▶ [Page text]:
Transformers.jl
Transformers.jl copied to clipboard
scibert models missing loading_method?
I can load all the bert models but none of the scibert ones:
julia> bert_model, wordpiece, tokenizer = pretrain"bert-uncased_L-12_H-768_A-12"
[ Info: loading pretrain bert model: uncased_L-12_H-768_A-12.tfbson
...
julia> bert_model, wordpiece, tokenizer = pretrain"scibert-scibert_scivocab_uncased"
ERROR: unknown pretrain type
Stacktrace:
[1] error(s::String)
@ Base ./error.jl:33
[2] loading_method(x::Val{:scibert})
@ Transformers.Pretrain ~/.julia/packages/Transformers/jtjKq/src/pretrain/Pretrain.jl:46
[3] load_pretrain(str::String; kw::Base.Pairs{Symbol, Union{}, Tuple{}, NamedTuple{(), Tuple{}}})
@ Transformers.Pretrain ~/.julia/packages/Transformers/jtjKq/src/pretrain/Pretrain.jl:58
[4] load_pretrain(str::String)
@ Transformers.Pretrain ~/.julia/packages/Transformers/jtjKq/src/pretrain/Pretrain.jl:57
[5] top-level scope
@ REPL[12]:1
Seems there is no loading_method
for :scibert.
Ok, just realized the scibert ones are seen as bert models and can thus be loaded with the bert loading_method so this works:
bert_model, wordpiece, tokenizer = pretrain"bert-scibert_scivocab_uncased"
What lead me astray was looking at the output from the pretrains
method which made me think that one should concat the 2nd and 3rd column to get the model name to send to pretrain
.
julia> pretrains()
Type model model name support items
–––– ––––––– –––––––––––––––––––––––––––– ––––––––––––––––––––––––––––––––
Gpt gpt OpenAIftlm gpt_model, bpe, vocab, tokenizer
Bert scibert scibert_scivocab_uncased bert_model, wordpiece, tokenizer
Bert scibert scibert_basevocab_cased bert_model, wordpiece, tokenizer
Bert scibert scibert_basevocab_uncased bert_model, wordpiece, tokenizer
Bert scibert scibert_scivocab_cased bert_model, wordpiece, tokenizer
Bert bert cased_L-12_H-768_A-12 bert_model, wordpiece, tokenizer
Bert bert wwm_cased_L-24_H-1024_A-16 bert_model, wordpiece, tokenizer
Bert bert uncased_L-12_H-768_A-12 bert_model, wordpiece, tokenizer
Bert bert multi_cased_L-12_H-768_A-12 bert_model, wordpiece, tokenizer
Bert bert wwm_uncased_L-24_H-1024_A-16 bert_model, wordpiece, tokenizer
Bert bert multilingual_L-12_H-768_A-12 bert_model, wordpiece, tokenizer
Bert bert chinese_L-12_H-768_A-12 bert_model, wordpiece, tokenizer
Bert bert cased_L-24_H-1024_A-16 bert_model, wordpiece, tokenizer
Bert bert uncased_L-24_H-1024_A-16 bert_model, wordpiece, tokenizer
Possibly this could be clarified in the output and/or documentation. Sorry if I just missed it.
It is written on the docstring for @pretrain_str
, but I agree that might be a little misleading.

▶ [Data section]:

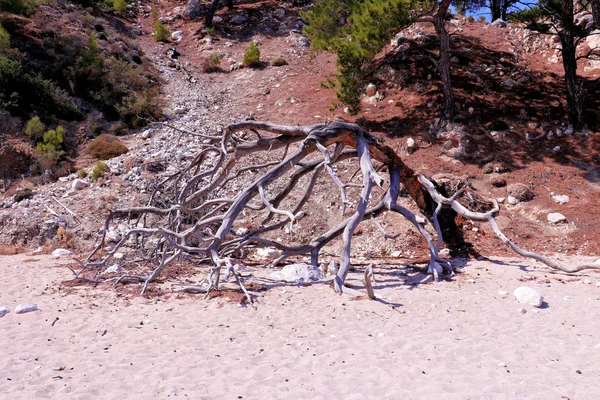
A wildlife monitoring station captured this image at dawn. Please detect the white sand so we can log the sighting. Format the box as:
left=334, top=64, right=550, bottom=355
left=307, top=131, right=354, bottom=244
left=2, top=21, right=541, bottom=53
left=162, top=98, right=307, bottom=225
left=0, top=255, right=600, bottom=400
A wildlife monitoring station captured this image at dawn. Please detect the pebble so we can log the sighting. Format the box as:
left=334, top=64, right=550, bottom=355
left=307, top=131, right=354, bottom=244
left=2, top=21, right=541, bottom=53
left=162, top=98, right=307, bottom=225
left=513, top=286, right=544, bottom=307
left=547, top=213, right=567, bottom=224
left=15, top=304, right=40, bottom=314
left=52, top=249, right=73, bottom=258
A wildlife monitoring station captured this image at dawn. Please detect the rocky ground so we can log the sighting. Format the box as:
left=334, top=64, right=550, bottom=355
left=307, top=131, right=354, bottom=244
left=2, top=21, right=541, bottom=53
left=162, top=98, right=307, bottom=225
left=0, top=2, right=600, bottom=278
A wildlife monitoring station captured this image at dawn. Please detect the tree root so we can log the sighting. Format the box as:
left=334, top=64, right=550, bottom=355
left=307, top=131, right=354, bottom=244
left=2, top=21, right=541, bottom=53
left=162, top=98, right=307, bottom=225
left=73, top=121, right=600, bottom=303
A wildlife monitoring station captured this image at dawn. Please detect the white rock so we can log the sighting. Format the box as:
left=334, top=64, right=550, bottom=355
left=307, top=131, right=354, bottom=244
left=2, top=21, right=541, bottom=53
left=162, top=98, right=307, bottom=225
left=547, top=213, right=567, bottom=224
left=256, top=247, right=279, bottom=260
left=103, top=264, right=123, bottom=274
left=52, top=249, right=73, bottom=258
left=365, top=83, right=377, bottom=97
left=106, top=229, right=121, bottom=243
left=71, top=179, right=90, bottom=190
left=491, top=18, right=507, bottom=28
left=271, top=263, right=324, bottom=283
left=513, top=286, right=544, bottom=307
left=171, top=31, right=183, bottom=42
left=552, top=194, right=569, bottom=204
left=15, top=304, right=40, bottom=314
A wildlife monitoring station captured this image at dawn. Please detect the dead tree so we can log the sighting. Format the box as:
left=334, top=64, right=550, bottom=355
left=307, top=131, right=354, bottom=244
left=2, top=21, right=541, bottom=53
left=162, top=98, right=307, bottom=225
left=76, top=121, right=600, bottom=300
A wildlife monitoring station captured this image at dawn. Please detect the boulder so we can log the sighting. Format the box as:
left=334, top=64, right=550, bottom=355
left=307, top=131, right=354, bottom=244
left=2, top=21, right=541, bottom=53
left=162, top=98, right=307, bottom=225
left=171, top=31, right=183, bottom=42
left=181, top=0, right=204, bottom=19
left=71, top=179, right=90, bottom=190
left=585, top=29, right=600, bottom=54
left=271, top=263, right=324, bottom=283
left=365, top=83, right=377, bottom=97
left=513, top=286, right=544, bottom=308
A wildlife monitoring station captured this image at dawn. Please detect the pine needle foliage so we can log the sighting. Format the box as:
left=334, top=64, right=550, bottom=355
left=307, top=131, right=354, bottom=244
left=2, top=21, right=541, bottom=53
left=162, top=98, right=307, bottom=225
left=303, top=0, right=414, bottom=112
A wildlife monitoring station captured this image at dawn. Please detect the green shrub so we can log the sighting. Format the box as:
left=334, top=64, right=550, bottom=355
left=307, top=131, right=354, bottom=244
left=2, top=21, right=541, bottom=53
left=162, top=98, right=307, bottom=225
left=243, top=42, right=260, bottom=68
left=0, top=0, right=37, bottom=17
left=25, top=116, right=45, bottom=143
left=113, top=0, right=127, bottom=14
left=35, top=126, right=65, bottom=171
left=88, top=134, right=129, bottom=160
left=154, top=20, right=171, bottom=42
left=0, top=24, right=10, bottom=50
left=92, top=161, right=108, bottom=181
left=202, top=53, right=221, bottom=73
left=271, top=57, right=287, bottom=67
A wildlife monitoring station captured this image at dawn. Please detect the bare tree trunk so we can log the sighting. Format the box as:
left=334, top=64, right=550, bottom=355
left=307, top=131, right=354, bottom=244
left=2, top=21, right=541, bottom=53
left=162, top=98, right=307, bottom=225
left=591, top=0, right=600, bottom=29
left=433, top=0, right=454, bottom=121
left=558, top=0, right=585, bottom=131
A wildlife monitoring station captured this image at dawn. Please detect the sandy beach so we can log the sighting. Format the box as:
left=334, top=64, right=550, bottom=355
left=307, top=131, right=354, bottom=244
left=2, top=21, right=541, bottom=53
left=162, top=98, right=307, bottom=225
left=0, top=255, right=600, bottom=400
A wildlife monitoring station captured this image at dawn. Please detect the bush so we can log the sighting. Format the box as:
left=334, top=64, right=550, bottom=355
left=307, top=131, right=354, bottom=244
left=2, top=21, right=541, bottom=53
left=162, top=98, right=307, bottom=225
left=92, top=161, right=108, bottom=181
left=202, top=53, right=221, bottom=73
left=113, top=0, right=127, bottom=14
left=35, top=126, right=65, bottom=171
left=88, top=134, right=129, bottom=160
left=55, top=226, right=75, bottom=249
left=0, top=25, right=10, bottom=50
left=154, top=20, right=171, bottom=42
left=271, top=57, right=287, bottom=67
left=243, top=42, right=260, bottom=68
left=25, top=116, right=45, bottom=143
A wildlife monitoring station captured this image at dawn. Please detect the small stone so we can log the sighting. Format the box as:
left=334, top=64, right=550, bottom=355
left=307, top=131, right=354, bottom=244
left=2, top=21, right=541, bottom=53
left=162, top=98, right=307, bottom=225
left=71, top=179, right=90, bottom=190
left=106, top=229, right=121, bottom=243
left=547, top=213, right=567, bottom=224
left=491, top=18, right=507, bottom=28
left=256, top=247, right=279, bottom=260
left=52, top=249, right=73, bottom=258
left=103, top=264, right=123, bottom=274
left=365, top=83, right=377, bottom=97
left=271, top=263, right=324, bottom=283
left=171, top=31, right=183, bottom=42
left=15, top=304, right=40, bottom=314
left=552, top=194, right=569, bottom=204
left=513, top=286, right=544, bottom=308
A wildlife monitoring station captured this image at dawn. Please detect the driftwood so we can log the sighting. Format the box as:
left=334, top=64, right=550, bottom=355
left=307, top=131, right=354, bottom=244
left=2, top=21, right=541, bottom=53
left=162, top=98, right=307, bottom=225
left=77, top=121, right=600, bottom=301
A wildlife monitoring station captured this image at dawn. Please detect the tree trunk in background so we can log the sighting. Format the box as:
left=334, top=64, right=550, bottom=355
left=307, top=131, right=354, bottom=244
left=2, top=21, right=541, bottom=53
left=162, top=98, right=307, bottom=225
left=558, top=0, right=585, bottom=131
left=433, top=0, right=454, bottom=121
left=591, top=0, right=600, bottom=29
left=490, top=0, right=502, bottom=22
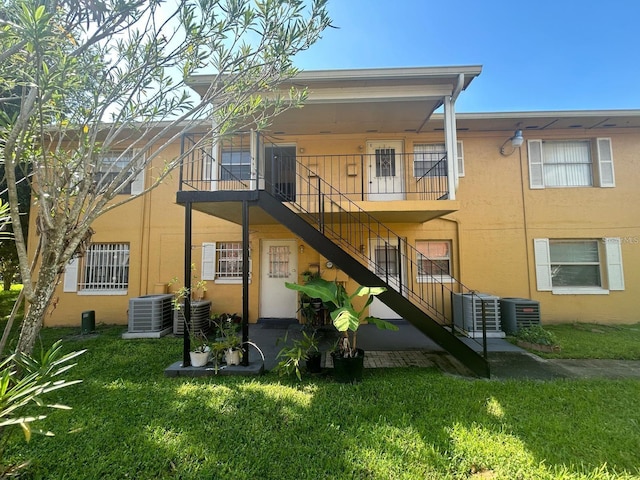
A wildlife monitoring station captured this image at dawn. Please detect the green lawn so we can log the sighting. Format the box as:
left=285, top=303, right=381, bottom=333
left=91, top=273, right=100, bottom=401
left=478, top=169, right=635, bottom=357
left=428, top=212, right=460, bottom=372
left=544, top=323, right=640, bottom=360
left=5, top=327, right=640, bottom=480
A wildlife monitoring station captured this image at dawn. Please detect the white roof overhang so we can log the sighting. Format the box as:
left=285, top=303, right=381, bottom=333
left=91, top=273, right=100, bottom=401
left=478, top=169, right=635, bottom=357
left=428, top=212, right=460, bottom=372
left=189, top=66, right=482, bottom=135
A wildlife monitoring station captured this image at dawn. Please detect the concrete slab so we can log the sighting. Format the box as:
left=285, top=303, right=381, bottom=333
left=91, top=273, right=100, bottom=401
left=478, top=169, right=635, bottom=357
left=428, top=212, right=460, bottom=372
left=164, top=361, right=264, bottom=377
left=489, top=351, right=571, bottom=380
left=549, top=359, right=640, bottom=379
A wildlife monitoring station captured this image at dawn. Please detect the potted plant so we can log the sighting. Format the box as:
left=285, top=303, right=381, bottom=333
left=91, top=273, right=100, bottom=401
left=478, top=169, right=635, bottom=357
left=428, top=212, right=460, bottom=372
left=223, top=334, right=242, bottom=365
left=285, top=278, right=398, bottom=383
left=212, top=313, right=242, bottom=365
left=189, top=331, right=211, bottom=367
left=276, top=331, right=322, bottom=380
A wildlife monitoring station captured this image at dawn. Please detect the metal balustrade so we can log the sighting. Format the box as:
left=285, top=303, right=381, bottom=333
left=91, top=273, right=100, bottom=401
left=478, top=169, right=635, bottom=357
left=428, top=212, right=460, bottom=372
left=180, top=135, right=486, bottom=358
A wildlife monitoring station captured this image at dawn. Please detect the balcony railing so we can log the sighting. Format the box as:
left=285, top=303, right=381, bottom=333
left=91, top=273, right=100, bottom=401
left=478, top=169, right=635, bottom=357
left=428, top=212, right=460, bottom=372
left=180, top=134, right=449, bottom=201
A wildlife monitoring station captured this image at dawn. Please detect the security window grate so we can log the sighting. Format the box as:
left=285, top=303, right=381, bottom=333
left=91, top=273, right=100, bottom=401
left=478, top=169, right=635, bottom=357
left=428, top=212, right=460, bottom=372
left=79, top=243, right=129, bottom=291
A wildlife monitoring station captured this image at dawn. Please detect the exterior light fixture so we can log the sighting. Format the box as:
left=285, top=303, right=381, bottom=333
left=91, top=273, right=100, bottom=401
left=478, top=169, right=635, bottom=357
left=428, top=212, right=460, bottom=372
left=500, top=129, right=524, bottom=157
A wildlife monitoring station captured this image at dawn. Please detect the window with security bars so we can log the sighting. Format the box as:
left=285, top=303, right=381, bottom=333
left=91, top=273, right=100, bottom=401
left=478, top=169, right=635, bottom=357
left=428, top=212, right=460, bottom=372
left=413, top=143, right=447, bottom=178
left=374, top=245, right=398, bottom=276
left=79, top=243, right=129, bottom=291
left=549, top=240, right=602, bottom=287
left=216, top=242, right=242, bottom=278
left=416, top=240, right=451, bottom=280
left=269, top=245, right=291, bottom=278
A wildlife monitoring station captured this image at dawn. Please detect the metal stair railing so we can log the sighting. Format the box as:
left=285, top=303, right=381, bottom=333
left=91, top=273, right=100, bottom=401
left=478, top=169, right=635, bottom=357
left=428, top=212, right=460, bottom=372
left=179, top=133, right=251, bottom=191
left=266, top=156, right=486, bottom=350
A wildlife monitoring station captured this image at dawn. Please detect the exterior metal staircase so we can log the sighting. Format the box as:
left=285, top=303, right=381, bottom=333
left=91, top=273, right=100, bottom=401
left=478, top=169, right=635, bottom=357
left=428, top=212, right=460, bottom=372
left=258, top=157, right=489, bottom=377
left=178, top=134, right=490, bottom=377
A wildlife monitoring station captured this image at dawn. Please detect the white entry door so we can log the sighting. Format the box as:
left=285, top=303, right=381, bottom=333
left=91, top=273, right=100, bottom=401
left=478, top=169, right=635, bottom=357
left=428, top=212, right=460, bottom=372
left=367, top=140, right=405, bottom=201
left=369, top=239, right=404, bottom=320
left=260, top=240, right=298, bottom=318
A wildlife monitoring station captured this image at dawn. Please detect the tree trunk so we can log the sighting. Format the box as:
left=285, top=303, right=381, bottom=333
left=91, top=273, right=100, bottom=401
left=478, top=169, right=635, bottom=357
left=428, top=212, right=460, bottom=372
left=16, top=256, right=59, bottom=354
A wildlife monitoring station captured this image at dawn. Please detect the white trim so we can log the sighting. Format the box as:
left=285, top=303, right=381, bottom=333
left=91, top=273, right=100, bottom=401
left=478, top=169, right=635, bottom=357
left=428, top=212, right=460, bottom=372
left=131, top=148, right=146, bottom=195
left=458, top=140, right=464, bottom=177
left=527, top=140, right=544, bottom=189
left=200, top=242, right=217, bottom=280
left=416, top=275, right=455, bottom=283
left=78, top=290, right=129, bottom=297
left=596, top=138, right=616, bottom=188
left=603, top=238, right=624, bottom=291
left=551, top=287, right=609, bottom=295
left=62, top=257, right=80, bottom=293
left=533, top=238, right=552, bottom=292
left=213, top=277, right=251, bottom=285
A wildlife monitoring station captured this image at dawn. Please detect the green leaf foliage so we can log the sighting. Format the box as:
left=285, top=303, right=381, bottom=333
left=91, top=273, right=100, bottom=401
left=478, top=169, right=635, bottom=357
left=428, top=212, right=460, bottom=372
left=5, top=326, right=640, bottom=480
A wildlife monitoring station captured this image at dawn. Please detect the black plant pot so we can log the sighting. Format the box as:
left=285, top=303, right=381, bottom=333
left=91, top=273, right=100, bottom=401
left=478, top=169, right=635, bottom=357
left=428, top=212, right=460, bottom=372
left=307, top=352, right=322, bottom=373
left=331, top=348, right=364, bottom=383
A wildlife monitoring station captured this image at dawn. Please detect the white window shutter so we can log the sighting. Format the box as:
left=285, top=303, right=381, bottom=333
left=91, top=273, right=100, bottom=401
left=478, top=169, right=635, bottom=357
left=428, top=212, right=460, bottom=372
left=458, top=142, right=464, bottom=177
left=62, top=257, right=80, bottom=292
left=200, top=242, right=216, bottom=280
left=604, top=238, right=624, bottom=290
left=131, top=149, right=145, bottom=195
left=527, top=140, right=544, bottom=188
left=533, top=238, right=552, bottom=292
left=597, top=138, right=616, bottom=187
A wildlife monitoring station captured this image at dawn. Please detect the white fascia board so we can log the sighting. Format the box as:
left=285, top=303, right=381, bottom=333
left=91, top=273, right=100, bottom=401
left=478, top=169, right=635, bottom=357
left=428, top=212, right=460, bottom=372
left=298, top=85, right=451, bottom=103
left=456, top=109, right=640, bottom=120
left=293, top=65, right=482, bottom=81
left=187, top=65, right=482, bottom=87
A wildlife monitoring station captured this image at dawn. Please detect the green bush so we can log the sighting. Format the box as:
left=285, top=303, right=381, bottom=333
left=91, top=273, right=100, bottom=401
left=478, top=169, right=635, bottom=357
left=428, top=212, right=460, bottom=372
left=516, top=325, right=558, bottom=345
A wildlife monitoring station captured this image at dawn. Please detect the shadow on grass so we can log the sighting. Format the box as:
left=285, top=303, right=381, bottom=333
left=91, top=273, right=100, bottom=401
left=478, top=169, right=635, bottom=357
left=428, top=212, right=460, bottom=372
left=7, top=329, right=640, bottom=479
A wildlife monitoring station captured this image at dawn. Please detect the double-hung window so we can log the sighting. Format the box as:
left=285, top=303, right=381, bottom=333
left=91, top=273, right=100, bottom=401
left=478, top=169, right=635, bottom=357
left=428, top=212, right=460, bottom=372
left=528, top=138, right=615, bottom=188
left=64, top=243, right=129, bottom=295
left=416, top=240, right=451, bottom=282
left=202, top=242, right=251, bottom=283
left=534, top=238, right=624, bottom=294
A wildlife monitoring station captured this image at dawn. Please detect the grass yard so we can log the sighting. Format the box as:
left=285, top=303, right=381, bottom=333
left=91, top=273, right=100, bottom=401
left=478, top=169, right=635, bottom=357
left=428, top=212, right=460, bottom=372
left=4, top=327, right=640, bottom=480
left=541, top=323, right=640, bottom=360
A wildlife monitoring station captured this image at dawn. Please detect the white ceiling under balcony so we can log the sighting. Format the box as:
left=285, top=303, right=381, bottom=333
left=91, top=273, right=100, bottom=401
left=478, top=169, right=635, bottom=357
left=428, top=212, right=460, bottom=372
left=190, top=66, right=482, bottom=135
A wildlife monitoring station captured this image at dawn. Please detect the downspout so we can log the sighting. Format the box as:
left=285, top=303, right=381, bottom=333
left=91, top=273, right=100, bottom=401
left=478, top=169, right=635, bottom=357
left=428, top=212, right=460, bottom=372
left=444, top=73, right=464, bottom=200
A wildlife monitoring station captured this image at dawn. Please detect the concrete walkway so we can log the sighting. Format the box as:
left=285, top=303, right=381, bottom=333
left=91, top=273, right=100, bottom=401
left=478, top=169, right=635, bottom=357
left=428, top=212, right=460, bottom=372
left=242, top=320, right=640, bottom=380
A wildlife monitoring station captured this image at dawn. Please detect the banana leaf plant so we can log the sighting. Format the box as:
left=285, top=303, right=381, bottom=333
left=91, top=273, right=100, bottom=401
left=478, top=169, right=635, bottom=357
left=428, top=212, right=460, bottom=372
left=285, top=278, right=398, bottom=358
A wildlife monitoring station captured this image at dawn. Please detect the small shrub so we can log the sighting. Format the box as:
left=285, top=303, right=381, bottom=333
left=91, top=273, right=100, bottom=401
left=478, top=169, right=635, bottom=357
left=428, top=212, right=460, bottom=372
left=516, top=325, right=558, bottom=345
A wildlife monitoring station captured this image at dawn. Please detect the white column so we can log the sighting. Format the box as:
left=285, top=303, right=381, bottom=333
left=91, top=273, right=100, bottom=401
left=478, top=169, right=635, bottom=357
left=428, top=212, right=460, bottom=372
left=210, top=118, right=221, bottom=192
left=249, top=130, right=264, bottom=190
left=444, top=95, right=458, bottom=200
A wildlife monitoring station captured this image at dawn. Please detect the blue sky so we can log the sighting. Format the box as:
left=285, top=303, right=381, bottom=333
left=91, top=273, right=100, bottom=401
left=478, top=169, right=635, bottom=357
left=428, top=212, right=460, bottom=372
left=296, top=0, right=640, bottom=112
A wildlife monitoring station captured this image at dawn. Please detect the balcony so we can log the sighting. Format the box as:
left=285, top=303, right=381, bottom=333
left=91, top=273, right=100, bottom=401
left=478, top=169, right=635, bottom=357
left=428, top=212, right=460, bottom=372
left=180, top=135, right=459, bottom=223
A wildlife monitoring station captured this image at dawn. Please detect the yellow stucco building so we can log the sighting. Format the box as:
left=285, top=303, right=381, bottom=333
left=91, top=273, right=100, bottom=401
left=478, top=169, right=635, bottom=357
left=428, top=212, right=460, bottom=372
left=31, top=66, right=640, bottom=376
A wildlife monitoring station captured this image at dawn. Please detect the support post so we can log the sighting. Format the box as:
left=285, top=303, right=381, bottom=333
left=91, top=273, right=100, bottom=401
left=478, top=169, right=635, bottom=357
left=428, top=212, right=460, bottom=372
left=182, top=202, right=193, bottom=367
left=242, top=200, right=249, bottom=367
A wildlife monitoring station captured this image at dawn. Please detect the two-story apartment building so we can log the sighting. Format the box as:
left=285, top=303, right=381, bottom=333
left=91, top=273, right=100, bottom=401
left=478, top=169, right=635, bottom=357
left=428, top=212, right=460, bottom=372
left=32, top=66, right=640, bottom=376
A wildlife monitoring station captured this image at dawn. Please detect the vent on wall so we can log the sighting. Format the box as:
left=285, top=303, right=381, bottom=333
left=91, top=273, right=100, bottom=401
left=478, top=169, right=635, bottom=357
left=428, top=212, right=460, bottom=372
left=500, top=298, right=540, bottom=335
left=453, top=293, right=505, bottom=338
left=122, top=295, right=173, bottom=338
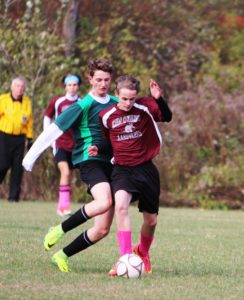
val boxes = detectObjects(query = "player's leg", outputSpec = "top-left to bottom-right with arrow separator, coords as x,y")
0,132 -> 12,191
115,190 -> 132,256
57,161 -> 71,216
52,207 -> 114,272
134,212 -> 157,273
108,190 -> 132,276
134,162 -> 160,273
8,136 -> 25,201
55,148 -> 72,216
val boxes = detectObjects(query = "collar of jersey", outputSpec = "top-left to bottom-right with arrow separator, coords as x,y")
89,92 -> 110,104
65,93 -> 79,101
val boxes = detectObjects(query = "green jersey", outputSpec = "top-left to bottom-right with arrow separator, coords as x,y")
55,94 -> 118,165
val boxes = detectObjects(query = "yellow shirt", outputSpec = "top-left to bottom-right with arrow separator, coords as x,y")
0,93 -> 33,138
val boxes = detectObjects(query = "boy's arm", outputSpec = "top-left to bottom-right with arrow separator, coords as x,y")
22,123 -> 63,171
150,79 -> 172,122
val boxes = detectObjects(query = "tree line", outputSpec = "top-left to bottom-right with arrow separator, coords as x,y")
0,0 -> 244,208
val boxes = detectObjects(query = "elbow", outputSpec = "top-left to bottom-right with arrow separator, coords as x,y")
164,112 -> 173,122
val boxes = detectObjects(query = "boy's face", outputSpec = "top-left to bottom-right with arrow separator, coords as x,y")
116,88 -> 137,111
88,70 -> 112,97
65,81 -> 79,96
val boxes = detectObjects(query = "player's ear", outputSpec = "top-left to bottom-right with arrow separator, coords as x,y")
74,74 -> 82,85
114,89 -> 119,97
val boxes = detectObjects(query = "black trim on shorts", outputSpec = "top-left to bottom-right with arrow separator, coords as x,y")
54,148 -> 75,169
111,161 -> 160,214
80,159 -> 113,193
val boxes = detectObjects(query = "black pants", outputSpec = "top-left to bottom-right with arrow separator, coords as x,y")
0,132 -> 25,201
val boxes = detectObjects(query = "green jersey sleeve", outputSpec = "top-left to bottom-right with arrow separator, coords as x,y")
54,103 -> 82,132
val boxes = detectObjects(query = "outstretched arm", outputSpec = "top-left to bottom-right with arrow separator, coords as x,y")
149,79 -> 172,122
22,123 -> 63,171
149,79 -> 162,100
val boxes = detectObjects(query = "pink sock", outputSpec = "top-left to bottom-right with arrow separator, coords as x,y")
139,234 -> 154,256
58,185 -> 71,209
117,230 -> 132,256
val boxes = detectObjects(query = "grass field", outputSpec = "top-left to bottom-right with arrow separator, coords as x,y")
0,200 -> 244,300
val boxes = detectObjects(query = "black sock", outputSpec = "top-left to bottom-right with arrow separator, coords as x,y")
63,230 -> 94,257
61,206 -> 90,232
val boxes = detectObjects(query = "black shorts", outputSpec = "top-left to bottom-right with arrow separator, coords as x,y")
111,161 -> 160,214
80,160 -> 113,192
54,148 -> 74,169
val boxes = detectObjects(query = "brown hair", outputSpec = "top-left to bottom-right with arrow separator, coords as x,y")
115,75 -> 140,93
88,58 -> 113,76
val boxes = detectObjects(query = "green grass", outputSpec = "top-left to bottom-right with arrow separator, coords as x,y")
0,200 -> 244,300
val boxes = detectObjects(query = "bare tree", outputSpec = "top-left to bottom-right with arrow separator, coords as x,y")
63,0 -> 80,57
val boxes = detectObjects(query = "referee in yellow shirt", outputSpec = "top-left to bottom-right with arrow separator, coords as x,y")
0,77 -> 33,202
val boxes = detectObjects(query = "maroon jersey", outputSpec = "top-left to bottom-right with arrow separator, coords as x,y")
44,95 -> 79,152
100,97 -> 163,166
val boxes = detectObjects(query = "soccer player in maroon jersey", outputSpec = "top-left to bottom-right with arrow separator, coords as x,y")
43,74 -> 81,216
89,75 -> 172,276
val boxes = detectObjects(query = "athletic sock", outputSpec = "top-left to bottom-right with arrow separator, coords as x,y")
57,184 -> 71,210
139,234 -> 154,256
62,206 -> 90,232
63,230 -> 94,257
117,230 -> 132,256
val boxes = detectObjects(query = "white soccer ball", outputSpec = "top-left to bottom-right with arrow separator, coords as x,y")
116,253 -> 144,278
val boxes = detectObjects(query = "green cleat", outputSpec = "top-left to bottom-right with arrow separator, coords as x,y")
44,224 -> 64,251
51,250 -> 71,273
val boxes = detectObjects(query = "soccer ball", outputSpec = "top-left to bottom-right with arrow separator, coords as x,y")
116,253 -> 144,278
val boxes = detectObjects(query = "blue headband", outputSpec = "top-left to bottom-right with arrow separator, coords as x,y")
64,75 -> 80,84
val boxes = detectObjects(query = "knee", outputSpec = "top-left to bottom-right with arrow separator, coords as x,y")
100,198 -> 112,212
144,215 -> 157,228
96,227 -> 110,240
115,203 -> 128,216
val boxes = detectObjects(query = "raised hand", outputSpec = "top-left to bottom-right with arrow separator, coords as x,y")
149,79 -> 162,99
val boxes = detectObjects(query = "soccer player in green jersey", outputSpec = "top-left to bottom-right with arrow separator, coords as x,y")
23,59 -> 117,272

▶ [Work order 1]:
Answer these from the Transformers.jl thread:
(a) What error message is shown after trying to load pretrain"scibert-scibert_scivocab_uncased"?
(b) What pretrain string does the poster say works for loading scibert_scivocab_uncased?
(c) According to the last reply, where is this written?
▶ [Work order 2]: Quote the Transformers.jl thread word for word, starting with "[ Info: loading" and going on through "[1] error(s::String)".
Rely only on the Transformers.jl thread to answer.

▶ [Answer box 1]:
(a) "ERROR: unknown pretrain type"
(b) pretrain"bert-scibert_scivocab_uncased"
(c) On the docstring for @pretrain_str

▶ [Answer box 2]:
[ Info: loading pretrain bert model: uncased_L-12_H-768_A-12.tfbson
...
julia> bert_model, wordpiece, tokenizer = pretrain"scibert-scibert_scivocab_uncased"
ERROR: unknown pretrain type
Stacktrace:
[1] error(s::String)